# Task details
For each line in the records that contains "outline", make a copy.

#### Data extracts ####

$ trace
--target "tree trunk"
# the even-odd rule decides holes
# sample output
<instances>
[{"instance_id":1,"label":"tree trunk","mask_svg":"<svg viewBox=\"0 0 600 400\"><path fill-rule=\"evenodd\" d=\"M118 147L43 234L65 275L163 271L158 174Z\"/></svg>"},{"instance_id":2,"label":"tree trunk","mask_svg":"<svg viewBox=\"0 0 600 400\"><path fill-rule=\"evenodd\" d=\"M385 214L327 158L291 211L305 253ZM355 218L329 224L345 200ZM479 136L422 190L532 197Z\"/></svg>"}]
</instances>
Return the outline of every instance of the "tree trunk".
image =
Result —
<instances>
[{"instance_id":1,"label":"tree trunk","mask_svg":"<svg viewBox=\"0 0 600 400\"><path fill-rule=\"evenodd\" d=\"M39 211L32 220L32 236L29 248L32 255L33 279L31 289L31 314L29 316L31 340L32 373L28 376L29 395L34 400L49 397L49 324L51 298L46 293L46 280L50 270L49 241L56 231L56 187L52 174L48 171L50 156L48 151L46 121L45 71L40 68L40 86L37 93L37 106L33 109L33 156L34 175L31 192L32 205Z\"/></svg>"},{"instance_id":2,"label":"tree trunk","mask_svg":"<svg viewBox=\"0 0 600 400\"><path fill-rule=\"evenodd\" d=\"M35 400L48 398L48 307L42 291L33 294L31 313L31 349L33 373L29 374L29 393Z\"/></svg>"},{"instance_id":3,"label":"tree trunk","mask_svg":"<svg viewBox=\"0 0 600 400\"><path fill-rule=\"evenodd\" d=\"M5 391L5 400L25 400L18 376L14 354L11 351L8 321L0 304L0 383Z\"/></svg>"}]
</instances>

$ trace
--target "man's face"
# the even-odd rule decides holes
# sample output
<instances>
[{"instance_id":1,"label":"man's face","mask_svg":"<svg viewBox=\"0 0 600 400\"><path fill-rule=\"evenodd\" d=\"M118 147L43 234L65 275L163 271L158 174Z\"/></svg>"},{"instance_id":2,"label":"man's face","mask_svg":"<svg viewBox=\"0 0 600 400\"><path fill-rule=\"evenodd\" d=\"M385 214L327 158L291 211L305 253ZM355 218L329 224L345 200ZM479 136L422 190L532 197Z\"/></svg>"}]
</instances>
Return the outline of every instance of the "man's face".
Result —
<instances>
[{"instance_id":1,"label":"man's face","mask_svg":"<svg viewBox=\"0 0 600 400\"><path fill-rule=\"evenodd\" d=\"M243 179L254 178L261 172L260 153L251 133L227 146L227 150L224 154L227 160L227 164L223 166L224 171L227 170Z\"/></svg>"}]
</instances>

####

# Solution for this problem
Return the outline of every instance of the "tree trunk".
Return the outline of every instance of the "man's face".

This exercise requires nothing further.